Stated problem →
Copy out every line from the one containing "# locate puppy's hind" through the end of the records, including the requests. Raise each number in the pin coordinates by 14.

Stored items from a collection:
◆ ◆ ◆ ◆

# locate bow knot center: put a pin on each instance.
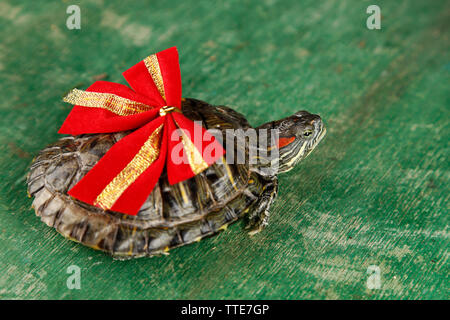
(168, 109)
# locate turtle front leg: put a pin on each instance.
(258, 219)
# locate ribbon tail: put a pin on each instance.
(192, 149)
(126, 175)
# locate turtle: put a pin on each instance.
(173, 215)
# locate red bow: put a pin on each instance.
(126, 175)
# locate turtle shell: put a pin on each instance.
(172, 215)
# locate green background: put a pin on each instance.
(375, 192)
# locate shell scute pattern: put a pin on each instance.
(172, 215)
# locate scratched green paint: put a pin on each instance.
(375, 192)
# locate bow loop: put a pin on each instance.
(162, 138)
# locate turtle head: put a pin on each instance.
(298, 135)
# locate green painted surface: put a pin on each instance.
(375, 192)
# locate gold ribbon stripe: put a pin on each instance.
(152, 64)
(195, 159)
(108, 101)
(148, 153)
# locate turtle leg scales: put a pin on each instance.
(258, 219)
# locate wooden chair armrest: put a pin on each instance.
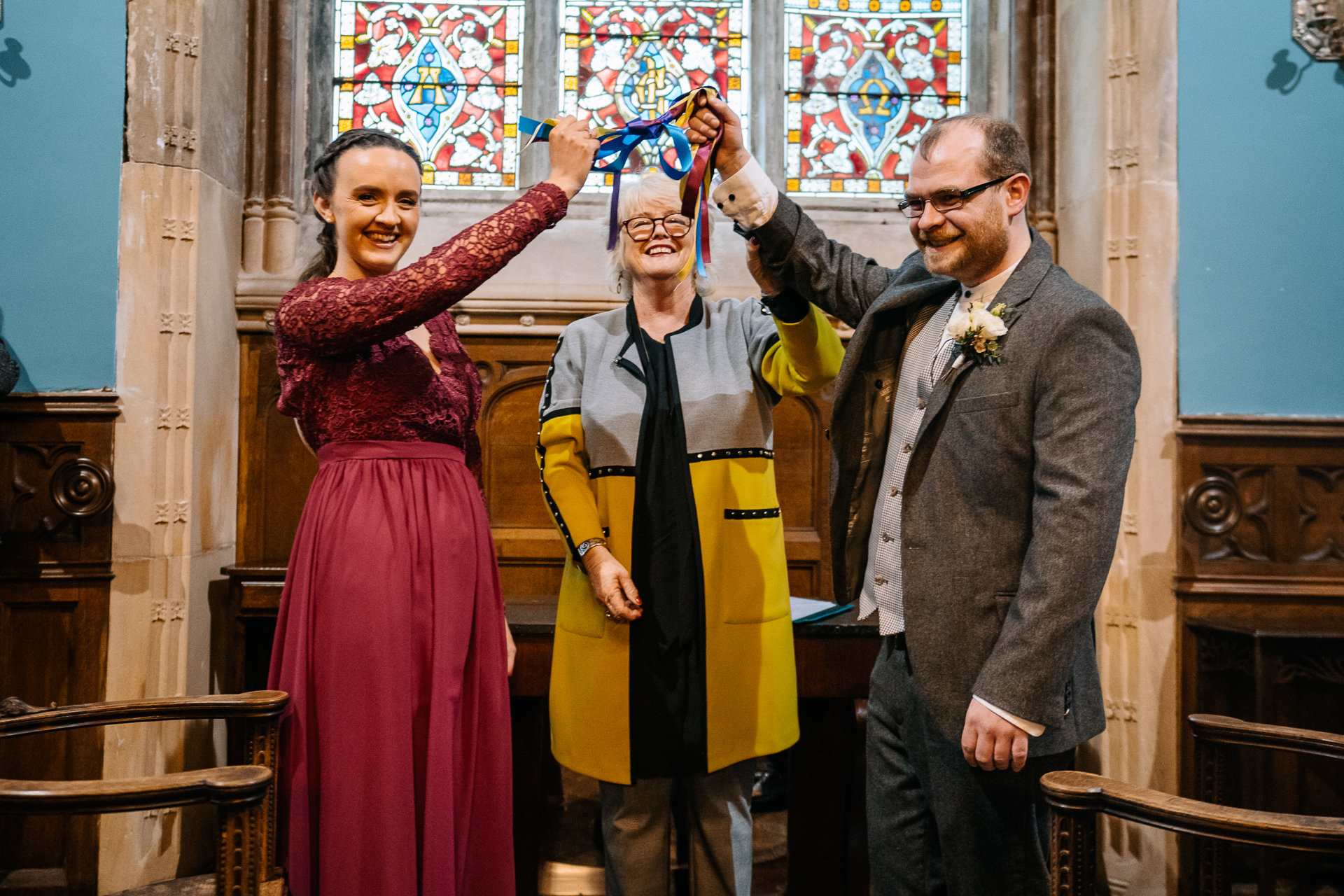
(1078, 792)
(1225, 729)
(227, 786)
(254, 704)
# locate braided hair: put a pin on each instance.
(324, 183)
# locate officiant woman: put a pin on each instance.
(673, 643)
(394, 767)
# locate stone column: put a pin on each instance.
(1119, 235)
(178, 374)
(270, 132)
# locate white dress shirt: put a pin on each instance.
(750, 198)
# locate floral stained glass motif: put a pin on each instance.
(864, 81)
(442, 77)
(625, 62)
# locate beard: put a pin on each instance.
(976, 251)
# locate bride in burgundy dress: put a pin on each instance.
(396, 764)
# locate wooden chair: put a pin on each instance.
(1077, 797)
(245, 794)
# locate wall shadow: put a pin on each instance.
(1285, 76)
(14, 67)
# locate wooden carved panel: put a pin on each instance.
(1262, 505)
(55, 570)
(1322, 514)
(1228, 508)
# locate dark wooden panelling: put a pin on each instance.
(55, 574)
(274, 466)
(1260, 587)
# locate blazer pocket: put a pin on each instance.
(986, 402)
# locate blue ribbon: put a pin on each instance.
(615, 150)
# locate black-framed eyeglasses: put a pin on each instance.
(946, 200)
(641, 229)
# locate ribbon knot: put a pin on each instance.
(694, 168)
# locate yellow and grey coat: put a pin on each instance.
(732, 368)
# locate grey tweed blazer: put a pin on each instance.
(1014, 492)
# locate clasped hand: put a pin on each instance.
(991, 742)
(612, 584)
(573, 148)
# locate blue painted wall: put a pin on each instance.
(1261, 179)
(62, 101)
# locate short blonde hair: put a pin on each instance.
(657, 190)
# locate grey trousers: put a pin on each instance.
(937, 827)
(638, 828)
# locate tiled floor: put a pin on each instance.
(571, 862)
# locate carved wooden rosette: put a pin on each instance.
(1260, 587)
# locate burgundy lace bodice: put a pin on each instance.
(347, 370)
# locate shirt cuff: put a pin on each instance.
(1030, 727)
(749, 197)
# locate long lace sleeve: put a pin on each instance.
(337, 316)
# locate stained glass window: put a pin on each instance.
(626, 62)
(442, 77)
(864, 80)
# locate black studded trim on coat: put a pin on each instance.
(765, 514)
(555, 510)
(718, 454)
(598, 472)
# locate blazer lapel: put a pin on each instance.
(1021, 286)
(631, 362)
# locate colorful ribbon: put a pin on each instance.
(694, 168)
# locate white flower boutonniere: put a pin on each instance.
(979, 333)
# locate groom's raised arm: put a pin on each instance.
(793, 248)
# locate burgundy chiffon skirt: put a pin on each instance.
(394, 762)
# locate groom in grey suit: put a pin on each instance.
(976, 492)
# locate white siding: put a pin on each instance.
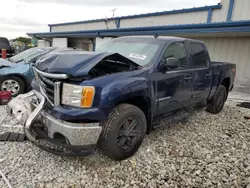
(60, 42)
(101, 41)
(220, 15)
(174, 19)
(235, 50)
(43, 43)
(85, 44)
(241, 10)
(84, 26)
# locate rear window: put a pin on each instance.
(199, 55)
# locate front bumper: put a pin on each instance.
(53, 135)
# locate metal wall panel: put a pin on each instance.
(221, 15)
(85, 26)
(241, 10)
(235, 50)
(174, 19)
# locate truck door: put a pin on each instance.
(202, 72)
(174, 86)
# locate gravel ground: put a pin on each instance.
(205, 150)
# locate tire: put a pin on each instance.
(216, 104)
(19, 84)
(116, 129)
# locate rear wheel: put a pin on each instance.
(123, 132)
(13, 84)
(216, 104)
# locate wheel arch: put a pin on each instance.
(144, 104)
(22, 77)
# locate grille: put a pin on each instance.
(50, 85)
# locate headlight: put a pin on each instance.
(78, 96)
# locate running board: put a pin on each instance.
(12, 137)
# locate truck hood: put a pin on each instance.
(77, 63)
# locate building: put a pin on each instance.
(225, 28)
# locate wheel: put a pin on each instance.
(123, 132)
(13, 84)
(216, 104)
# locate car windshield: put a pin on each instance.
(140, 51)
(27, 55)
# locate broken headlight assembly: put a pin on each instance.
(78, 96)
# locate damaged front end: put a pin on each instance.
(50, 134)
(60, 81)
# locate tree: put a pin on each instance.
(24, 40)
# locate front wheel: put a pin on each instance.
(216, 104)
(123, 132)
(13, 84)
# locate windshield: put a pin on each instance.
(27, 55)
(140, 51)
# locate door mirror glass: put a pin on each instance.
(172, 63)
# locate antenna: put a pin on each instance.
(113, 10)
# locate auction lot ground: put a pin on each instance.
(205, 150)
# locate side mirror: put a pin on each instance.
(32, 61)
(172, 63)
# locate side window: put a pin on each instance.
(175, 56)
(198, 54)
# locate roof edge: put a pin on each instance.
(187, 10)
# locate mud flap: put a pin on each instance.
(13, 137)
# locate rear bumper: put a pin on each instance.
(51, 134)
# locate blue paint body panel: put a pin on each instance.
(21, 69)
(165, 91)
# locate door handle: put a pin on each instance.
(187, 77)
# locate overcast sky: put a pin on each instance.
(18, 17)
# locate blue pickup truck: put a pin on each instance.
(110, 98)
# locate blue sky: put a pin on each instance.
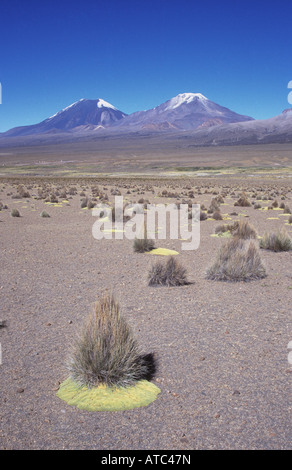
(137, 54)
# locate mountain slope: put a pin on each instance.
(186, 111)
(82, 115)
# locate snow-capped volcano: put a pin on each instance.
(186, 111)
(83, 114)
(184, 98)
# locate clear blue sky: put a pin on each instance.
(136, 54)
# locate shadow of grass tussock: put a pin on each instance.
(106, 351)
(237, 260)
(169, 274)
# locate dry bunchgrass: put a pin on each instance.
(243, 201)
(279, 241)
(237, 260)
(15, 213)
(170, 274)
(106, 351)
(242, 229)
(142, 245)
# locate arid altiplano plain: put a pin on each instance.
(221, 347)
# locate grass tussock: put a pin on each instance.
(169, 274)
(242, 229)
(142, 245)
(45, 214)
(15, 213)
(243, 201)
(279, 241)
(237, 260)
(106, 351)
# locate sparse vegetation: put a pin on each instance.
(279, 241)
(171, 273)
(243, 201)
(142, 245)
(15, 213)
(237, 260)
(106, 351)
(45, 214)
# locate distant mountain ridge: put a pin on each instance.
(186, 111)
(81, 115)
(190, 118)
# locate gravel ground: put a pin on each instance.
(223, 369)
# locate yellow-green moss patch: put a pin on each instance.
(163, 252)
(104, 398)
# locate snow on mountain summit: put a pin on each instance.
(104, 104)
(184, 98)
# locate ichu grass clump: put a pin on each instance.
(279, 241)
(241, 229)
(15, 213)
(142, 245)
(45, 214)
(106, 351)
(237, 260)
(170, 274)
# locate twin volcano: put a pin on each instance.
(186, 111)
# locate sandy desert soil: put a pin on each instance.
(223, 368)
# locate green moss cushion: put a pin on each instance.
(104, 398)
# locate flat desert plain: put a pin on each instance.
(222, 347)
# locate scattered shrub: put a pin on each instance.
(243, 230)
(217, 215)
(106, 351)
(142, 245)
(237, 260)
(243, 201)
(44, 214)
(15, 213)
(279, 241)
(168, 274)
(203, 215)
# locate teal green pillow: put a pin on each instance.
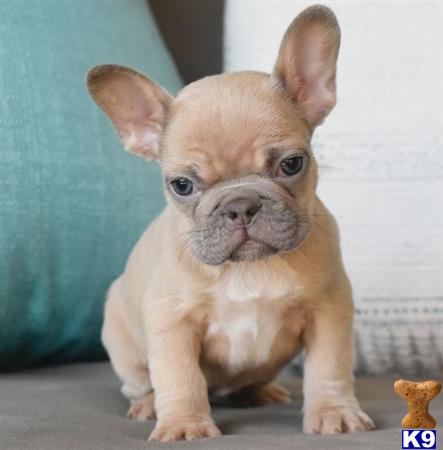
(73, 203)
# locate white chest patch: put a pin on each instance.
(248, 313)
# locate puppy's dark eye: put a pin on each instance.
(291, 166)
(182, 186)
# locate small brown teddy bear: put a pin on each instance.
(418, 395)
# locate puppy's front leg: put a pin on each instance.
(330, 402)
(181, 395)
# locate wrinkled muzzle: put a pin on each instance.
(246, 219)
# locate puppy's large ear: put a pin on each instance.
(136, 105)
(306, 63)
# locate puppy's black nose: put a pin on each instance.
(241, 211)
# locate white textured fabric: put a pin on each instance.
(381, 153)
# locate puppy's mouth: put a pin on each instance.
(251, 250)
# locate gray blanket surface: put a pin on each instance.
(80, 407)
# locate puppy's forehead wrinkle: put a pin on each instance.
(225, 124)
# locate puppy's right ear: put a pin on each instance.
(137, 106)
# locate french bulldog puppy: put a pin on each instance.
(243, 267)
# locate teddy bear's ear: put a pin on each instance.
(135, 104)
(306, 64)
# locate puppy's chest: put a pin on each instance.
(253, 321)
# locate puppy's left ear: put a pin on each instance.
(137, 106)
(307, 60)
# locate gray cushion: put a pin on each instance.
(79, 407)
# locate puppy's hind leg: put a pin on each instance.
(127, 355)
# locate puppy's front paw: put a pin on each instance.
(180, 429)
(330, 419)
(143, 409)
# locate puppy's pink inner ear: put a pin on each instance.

◆ ◆ ◆ ◆

Output below →
# locate puppy's hind leg: put a pin on each instance.
(141, 369)
# locate puppy's front paw: put a pin on each instance.
(194, 443)
(344, 433)
(157, 423)
# locate puppy's pink inner ear: put a pin on each instance.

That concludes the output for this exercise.